[Records excerpted from a collection]
────────────────────
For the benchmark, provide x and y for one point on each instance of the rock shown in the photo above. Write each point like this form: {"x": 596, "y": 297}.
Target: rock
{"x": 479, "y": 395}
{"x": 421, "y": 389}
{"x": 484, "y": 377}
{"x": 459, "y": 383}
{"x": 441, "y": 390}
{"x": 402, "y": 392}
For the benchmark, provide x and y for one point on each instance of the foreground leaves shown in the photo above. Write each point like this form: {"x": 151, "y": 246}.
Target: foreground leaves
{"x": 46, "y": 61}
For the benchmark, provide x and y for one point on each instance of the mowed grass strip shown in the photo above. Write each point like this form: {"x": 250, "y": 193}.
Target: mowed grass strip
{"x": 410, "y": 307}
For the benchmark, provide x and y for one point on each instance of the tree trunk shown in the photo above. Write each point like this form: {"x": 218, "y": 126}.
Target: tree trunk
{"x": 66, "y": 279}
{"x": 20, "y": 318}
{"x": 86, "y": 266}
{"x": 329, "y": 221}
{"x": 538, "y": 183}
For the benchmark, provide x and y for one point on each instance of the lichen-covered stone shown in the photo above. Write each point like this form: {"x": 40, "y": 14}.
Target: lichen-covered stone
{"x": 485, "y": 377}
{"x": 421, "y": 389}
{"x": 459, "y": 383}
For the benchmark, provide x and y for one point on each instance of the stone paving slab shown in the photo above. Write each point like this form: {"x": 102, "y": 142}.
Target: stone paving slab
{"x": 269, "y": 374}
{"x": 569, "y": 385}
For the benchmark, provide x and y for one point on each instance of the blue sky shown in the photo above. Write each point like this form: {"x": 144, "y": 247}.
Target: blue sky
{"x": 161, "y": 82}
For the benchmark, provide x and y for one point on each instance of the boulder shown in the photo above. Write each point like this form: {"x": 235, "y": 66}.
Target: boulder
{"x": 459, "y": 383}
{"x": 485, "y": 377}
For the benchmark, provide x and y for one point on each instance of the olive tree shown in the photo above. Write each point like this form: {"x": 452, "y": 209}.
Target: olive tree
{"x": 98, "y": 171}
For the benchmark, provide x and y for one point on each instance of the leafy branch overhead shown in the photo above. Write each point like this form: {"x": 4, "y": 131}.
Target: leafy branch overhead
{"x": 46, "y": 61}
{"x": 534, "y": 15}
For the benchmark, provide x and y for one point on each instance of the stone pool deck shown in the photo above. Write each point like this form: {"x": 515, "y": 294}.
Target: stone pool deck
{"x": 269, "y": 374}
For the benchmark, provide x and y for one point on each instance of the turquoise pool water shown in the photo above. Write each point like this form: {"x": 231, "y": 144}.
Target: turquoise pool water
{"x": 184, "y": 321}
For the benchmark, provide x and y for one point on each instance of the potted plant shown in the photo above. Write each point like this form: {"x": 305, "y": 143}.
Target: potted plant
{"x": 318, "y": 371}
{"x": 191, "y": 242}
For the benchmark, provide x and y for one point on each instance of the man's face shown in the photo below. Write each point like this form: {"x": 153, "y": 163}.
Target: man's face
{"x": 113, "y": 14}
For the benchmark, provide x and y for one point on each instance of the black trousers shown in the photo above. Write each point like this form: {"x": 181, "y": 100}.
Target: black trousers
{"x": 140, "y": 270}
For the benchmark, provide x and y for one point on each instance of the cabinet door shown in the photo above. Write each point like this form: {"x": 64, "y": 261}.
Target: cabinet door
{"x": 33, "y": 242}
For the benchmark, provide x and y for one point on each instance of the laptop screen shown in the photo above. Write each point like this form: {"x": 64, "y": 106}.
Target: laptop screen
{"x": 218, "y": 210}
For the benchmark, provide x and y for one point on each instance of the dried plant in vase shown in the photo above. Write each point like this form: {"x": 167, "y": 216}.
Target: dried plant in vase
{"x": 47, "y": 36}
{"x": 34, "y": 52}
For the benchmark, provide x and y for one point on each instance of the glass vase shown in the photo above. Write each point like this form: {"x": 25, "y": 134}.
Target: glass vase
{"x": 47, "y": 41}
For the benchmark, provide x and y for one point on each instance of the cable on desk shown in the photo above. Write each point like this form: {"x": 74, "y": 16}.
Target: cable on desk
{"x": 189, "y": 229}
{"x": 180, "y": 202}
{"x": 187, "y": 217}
────────────────────
## To do
Copy out the lines of the listing above, unchanged, beginning with the line that contains "of the dried" and continuing through the final line of the listing.

## Expected answer
For the benchmark, provide x and y for one point on each instance of the dried plant in vase shown in the photo above. Write each point like this form: {"x": 167, "y": 216}.
Target: dried plant in vase
{"x": 47, "y": 36}
{"x": 34, "y": 52}
For the benchmark, provide x and y for one point on each instance of the glass vase shown in the photo above. Write each point like this form: {"x": 25, "y": 134}.
Target: glass vase
{"x": 47, "y": 41}
For the benchmark, provide x and y for one point on each instance of the cable on desk shown in the photo above. Write each point like this form: {"x": 74, "y": 16}.
Target: cable on desk
{"x": 189, "y": 229}
{"x": 180, "y": 202}
{"x": 187, "y": 217}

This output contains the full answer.